(Excerpts from point annotation data)
----

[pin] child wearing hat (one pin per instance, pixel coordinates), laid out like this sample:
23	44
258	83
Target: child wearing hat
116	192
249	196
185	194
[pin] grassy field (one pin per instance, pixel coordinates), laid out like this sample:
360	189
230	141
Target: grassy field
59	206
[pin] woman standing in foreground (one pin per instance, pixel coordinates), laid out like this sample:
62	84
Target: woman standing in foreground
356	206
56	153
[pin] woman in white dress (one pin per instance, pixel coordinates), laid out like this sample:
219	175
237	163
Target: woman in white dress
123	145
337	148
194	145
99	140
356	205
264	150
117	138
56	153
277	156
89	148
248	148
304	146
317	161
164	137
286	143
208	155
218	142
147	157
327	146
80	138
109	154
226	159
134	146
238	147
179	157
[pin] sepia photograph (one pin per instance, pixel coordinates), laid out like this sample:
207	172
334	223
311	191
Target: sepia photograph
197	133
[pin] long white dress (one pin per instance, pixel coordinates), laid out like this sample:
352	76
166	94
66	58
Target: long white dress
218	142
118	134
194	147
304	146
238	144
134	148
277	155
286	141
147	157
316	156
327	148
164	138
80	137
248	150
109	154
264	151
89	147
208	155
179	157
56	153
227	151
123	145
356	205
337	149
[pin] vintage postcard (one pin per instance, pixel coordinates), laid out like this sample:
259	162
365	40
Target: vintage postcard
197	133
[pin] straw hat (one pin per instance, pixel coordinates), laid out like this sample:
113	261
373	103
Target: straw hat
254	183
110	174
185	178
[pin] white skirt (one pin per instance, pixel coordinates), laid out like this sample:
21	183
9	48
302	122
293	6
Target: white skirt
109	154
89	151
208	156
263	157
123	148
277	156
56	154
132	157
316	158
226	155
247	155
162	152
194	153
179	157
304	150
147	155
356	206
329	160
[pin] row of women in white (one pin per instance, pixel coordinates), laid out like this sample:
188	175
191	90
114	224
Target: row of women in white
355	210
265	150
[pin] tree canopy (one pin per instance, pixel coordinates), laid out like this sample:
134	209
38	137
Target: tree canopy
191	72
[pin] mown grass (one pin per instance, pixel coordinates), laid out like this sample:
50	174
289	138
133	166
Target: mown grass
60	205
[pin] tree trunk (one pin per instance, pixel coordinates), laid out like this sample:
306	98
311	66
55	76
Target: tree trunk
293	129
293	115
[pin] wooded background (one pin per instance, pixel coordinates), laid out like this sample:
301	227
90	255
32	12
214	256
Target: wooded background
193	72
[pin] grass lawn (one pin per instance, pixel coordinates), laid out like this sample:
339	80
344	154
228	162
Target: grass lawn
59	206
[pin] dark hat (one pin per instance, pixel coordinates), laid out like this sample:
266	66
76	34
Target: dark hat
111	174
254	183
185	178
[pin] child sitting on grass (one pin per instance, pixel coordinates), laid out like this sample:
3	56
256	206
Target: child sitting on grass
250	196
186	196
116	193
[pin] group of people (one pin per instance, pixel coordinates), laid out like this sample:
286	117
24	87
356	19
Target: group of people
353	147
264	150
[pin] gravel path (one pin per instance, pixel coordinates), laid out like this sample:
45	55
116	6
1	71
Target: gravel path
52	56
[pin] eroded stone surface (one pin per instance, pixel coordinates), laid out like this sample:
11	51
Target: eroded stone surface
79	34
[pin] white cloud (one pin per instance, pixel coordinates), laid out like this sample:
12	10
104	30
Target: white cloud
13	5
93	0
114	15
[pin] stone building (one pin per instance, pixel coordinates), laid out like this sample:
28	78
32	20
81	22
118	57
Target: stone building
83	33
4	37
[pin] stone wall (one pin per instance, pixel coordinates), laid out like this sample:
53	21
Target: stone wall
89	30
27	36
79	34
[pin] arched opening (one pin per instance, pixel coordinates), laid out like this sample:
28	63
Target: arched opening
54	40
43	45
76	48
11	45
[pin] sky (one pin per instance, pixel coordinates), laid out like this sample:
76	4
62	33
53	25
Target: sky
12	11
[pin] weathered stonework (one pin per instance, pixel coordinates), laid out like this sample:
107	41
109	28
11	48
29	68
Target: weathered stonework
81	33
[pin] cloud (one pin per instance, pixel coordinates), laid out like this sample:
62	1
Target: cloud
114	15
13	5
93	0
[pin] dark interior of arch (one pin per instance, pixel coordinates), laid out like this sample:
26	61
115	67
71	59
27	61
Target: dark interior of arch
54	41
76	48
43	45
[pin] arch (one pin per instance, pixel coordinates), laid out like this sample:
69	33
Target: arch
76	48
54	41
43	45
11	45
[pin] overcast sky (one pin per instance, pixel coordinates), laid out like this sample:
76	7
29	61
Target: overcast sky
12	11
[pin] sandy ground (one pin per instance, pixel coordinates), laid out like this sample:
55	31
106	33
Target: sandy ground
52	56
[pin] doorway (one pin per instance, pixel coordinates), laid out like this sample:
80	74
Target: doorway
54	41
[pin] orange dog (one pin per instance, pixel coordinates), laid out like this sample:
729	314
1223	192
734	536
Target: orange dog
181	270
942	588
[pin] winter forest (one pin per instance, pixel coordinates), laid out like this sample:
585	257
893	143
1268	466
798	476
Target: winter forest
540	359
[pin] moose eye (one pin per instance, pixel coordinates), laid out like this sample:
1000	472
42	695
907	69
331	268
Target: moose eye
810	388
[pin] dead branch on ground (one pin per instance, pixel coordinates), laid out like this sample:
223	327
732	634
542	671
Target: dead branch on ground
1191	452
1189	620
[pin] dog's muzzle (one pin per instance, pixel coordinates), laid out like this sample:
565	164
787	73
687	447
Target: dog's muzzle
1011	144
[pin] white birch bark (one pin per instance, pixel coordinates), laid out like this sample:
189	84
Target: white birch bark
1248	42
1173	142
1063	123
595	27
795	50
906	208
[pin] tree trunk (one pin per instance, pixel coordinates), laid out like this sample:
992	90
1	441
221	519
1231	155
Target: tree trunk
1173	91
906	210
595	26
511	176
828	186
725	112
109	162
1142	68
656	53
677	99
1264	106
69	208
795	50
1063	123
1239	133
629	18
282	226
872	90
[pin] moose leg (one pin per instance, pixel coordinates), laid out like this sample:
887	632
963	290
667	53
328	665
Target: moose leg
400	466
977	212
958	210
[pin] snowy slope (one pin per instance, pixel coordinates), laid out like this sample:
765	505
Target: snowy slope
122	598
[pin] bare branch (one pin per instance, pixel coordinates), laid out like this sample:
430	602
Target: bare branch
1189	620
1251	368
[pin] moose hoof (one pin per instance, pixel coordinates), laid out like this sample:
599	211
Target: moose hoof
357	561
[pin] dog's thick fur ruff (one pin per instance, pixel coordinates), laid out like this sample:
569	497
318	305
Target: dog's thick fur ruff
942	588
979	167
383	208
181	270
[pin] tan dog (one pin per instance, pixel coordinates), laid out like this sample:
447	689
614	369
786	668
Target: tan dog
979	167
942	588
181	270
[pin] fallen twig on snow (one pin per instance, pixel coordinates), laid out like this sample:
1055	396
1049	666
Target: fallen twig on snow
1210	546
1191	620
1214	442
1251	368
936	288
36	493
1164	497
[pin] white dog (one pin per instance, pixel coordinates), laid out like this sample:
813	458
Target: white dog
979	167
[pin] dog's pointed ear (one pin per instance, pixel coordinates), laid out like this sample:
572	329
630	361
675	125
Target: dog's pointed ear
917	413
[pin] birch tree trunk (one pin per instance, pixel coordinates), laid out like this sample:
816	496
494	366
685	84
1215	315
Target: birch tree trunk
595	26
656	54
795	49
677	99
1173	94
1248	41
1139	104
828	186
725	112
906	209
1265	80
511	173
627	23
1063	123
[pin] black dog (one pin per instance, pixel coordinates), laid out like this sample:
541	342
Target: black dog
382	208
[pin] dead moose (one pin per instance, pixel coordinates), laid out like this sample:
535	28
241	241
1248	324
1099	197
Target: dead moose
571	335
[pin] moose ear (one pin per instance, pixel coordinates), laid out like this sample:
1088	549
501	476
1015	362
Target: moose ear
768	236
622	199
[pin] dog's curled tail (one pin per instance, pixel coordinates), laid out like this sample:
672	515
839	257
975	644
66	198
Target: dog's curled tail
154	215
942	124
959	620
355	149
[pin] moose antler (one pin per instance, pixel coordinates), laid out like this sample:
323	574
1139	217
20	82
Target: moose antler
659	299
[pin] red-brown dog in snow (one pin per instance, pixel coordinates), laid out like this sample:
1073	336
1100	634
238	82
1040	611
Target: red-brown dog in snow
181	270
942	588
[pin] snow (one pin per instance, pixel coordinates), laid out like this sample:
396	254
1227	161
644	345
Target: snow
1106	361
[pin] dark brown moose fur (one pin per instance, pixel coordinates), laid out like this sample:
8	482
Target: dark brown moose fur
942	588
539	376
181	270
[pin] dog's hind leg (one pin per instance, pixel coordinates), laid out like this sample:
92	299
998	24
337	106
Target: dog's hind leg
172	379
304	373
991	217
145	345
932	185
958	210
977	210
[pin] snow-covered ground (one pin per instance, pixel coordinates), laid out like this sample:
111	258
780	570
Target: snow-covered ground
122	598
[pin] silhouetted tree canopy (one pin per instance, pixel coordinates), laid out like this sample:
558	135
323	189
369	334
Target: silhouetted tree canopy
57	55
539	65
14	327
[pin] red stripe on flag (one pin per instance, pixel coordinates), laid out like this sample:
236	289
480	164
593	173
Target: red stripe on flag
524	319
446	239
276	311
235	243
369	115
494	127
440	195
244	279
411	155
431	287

----

The lines to quote run from the one containing "[pin] dark brown" through the final line of the material above; please give them exactly, both ends included, and nothing else.

[pin] dark brown moose fur (one pin per instance, pixel coordinates), laid out like this sample:
8	482
Target: dark brown moose fur
942	588
539	376
181	270
[pin] dog's hind leg (one pin per instance, pixel coordinates), laid out like this sample:
92	299
998	24
337	106
Target: dog's hind leg
172	379
304	373
991	217
145	345
932	185
958	210
977	210
[pin] snow-covered ground (one pin per instance, pixel coordinates), laid out like this sample:
111	258
780	570
Target: snow-covered ground
122	598
[pin] silhouetted tree canopy (one pin per instance, pixel coordinates), laid out like this sample:
558	135
323	189
369	334
Target: silhouetted tree canopy
57	55
539	65
14	327
[pin] red stripe on flag (one pin per instance, pixel coordinates), laid out like this sample:
236	289
480	164
593	173
Target: red stripe on flag
524	319
446	239
276	311
235	243
369	115
494	127
440	195
244	279
411	155
431	287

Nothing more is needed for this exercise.